- _AIM OF THE TASK_: Count the rows below that contain the word "green", and reply with only that number.

- _MATERIAL PROVIDED_:
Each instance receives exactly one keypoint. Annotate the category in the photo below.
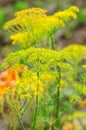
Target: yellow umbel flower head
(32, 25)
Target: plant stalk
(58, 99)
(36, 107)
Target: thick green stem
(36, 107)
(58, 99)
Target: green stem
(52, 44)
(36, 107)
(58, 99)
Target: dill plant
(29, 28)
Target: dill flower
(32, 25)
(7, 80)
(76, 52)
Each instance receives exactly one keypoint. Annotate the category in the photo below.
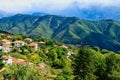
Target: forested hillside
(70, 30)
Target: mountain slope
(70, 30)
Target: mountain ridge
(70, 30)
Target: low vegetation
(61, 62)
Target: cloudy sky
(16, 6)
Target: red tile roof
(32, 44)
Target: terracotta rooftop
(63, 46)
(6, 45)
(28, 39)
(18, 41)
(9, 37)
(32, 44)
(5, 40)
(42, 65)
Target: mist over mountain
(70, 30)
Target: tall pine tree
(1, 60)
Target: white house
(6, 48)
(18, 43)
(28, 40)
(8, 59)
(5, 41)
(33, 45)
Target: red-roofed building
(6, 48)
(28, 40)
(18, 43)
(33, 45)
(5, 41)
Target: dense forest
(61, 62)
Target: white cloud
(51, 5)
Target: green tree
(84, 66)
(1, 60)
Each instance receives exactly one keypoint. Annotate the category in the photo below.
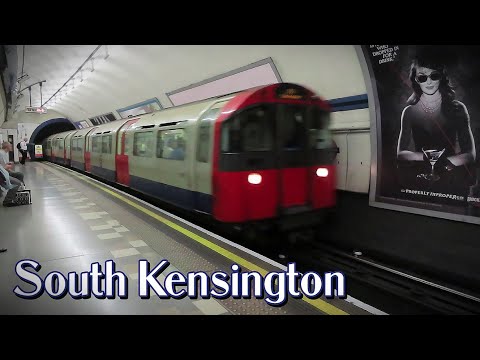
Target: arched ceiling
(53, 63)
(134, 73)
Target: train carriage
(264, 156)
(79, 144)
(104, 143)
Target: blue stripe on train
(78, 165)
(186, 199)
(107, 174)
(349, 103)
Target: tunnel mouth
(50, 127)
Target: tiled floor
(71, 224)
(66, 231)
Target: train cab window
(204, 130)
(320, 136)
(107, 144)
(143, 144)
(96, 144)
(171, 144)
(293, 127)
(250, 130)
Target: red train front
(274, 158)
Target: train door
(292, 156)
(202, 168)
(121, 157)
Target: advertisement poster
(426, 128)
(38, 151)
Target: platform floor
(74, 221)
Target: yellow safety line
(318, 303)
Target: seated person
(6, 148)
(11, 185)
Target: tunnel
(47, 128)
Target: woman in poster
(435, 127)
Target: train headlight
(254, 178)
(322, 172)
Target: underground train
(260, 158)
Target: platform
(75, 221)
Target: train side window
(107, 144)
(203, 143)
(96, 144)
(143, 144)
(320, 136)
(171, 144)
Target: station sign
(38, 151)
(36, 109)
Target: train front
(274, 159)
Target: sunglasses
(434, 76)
...
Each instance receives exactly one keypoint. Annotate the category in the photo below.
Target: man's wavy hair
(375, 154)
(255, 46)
...
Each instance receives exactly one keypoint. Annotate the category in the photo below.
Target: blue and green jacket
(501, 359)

- _SOLUTION FOR THIS PROBLEM_: 4